• [PROBLEM DETAILS]
Pull every line from the records below and reproduce each one unchanged.

• [RAW DATA]
-- BEGIN --

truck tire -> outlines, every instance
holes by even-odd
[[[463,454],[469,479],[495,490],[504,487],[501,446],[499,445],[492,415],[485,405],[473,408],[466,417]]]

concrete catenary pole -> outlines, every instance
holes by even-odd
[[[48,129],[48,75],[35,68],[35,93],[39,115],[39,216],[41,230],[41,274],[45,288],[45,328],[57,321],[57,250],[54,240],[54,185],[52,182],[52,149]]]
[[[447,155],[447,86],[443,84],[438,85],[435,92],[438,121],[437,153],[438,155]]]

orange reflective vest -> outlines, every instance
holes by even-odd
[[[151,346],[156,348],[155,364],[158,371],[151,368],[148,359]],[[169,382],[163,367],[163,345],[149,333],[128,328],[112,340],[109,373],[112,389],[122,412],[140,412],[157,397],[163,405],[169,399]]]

-- END --

• [EXPECTED ANSWER]
truck tire -> outlines, every instance
holes by even-odd
[[[463,454],[469,479],[495,490],[504,487],[501,446],[499,445],[492,415],[485,405],[473,408],[466,417]]]

concrete catenary pole -> outlines, every instance
holes by even-odd
[[[48,129],[48,75],[35,68],[35,93],[39,115],[39,216],[41,230],[41,274],[45,288],[45,328],[57,321],[57,250],[54,240],[54,185],[52,182],[52,149]]]
[[[447,155],[447,86],[443,84],[438,85],[435,92],[438,121],[437,153],[438,155]]]

orange reflective vest -> outlines, every instance
holes by even-odd
[[[151,346],[156,348],[155,364],[158,371],[151,368],[148,359]],[[169,382],[163,367],[163,345],[149,333],[128,328],[112,340],[109,373],[112,389],[122,412],[140,412],[157,397],[163,405],[169,399]]]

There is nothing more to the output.